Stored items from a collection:
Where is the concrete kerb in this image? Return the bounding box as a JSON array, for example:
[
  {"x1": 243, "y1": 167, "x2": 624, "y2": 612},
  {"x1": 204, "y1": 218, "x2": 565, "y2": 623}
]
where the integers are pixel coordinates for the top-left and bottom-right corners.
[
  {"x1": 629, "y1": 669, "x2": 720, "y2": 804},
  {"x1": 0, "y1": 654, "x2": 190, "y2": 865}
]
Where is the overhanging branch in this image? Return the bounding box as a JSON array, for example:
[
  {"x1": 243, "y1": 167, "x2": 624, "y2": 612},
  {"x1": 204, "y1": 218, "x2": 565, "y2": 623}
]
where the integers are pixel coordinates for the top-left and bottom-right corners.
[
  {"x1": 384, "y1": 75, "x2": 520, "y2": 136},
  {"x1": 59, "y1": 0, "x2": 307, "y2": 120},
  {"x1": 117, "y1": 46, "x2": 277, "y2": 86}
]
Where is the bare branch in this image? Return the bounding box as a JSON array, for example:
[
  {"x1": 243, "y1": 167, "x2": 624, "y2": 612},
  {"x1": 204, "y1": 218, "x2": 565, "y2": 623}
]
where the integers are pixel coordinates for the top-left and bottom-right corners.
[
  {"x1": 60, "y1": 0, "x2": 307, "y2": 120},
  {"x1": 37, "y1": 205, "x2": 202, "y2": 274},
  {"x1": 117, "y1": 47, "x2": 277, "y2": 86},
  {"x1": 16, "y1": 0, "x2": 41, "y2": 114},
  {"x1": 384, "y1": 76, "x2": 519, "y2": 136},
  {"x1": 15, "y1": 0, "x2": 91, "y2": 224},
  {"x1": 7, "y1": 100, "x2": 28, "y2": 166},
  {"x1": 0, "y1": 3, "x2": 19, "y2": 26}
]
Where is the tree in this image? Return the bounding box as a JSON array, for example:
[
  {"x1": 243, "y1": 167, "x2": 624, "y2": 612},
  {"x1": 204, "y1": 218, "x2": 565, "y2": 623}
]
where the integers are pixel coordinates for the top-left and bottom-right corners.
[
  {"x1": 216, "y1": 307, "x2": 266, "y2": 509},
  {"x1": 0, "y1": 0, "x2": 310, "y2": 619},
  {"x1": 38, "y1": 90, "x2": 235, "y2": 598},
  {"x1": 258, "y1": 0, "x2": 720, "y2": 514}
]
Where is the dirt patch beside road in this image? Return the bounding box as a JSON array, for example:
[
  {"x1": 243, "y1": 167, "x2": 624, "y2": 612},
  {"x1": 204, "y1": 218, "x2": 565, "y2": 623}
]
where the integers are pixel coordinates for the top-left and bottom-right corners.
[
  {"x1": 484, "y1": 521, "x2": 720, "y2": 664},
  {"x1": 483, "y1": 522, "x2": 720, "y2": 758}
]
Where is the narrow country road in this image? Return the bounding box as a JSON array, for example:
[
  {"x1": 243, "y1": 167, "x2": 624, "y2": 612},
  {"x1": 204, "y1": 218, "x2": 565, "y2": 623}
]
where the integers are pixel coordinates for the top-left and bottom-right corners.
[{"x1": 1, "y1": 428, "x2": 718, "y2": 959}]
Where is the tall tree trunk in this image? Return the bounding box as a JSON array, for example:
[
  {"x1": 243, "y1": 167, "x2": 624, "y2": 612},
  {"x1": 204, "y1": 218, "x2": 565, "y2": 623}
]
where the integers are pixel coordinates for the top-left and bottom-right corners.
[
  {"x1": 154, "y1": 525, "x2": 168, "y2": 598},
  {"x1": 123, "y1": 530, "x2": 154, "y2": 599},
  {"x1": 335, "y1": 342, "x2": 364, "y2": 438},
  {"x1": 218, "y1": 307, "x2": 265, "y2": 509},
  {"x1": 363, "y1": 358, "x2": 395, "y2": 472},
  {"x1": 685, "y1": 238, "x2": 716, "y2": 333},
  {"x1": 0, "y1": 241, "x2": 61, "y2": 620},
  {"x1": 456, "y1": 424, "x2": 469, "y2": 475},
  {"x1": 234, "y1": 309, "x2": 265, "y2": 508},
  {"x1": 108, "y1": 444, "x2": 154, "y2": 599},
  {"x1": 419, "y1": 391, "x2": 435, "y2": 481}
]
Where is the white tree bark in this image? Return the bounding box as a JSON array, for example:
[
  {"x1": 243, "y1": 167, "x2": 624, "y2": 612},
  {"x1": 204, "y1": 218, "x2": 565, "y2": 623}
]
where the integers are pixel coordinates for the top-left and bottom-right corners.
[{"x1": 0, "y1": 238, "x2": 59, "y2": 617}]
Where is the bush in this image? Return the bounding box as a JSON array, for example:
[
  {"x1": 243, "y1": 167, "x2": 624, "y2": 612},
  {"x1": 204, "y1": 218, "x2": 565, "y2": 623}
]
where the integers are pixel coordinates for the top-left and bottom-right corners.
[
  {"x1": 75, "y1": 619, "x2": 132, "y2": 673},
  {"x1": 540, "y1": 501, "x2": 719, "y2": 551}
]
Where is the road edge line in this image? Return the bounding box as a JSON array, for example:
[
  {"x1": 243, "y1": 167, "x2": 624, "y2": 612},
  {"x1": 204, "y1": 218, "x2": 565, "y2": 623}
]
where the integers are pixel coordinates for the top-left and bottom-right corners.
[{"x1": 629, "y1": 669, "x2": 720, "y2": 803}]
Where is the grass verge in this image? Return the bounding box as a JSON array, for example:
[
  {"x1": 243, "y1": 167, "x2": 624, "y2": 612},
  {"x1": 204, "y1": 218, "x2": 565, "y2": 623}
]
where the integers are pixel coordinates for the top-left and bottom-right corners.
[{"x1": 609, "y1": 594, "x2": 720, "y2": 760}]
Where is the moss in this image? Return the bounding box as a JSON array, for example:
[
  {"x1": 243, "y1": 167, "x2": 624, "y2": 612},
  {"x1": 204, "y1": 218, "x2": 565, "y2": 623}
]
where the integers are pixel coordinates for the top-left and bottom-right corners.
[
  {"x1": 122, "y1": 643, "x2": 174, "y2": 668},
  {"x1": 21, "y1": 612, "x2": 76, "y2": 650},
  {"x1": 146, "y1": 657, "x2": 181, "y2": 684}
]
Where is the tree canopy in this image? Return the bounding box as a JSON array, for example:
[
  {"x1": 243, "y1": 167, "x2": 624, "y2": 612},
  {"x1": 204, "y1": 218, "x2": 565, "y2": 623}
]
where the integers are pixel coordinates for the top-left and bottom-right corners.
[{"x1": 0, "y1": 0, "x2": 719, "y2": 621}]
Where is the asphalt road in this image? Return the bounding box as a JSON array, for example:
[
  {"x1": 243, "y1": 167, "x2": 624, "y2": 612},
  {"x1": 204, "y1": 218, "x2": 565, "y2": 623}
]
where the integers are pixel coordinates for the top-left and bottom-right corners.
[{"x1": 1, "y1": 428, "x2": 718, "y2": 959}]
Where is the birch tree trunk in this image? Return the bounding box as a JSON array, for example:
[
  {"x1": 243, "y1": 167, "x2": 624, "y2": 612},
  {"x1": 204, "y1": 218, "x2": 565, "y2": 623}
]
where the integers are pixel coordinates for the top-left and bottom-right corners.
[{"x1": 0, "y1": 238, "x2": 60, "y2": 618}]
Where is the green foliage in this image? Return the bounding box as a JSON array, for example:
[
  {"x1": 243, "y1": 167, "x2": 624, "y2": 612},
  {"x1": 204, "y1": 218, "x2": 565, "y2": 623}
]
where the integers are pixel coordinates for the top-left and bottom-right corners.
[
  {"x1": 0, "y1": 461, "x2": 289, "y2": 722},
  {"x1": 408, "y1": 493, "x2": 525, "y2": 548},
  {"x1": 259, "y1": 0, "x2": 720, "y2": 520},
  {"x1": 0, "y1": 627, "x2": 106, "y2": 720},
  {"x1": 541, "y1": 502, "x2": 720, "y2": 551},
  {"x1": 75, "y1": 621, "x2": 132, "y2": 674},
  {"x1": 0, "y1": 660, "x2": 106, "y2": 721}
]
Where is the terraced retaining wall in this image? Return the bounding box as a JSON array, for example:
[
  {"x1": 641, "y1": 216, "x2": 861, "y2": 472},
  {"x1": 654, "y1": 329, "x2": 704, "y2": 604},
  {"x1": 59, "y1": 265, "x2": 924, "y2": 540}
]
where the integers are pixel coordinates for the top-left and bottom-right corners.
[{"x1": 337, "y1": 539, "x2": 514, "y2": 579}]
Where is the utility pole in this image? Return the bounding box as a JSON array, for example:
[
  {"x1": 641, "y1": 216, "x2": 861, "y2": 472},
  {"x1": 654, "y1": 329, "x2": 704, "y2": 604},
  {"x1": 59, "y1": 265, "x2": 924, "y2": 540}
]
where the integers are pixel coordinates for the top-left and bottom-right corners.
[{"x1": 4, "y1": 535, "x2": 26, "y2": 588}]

*Exercise objective*
Above are the records; report each line in them that includes the word "branch".

*Output for this exercise*
Where is the overhanging branch in this image? Return the bounding box as a JSON array, for example:
Where is the bare branch in this image? Return the bounding box as a JSON array, for example:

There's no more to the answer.